§ **AVAILABLE RECORDS**

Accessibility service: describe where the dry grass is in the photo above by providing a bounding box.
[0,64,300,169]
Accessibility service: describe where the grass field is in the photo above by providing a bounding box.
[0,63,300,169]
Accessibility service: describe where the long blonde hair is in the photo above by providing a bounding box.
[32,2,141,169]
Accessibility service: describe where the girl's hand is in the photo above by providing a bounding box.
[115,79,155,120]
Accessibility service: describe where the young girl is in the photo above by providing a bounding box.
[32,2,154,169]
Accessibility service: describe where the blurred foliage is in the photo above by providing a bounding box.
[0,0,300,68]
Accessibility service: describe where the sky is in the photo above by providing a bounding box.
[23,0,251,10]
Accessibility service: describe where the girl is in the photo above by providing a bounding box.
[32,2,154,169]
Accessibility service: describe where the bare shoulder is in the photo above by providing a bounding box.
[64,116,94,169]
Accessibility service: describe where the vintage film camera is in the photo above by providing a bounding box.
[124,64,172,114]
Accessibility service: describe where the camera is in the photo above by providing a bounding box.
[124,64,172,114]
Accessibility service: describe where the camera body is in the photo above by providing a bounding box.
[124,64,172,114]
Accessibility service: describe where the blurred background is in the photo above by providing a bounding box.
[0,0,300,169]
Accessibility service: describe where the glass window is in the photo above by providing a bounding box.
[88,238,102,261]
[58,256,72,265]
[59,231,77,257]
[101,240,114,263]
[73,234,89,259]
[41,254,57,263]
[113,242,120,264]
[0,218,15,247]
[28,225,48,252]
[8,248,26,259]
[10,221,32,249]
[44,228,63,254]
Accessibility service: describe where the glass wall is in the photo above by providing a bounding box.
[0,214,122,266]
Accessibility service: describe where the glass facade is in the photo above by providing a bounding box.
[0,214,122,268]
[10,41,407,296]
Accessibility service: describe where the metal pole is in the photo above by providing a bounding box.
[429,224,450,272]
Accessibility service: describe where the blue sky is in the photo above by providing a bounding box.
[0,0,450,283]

§ **GIVEN INSTRUCTION**
Render all the items above as a numbered list, omitting any blank lines.

§ **EXERCISE ANSWER**
1. Accessibility service: describe where the dry grass is in the photo above by providing a bounding box.
2. [0,64,300,169]
3. Accessibility service: describe where the grass field is in the photo above by providing a bounding box.
4. [0,63,300,169]
5. Accessibility service: describe where the long blonde hair is in the photo above by providing a bounding box.
6. [32,2,141,169]
7. Accessibility service: describe where the girl's hand is in the photo above by providing a bounding box.
8. [115,79,155,120]
9. Accessibility service: describe where the young girl is in the photo above by providing a bounding box.
10. [32,2,154,169]
11. Accessibility service: describe where the blurred foliage is in the photo above by providing a bounding box.
12. [0,0,300,68]
13. Accessibility service: describe where the sky is in the photo above by providing a bounding box.
14. [23,0,251,10]
15. Accessibility service: describe where the girl is in the photo above by providing a bounding box.
16. [32,2,154,169]
17. Accessibility service: describe where the bare shoulder is in the photo above by providing a bounding box.
18. [64,116,94,169]
19. Accessibility service: describe where the vintage film camera is in the photo above by providing a bounding box.
20. [124,64,172,114]
21. Accessibility service: describe where the camera is in the photo above by providing a bounding box.
22. [124,64,172,114]
23. Accessibility service: describe where the camera body is in the photo above by providing a bounding box.
24. [124,64,172,114]
25. Accessibility service: describe where the blurred background is in the photo above by providing a bounding box.
26. [0,0,300,169]
27. Accessibility service: describe where the glass window is in the photo above by providing a bounding box.
28. [88,238,102,261]
29. [58,256,72,265]
30. [59,231,77,257]
31. [101,240,114,263]
32. [73,234,89,259]
33. [41,254,57,263]
34. [113,242,120,264]
35. [0,218,15,247]
36. [28,225,48,252]
37. [8,248,26,259]
38. [10,221,32,249]
39. [44,228,63,254]
40. Accessibility service: describe where the glass wall is in the photo above by providing a bounding box.
41. [0,214,122,266]
42. Accessibility service: describe where the glass facade is in the photo above by providing a bounding box.
43. [0,214,122,268]
44. [10,41,407,296]
45. Accessibility service: describe where the metal pole is in the photo above by providing a bounding box.
46. [429,224,450,272]
47. Accessibility service: describe where the blue sky is in the photo above by providing a bounding box.
48. [0,0,450,283]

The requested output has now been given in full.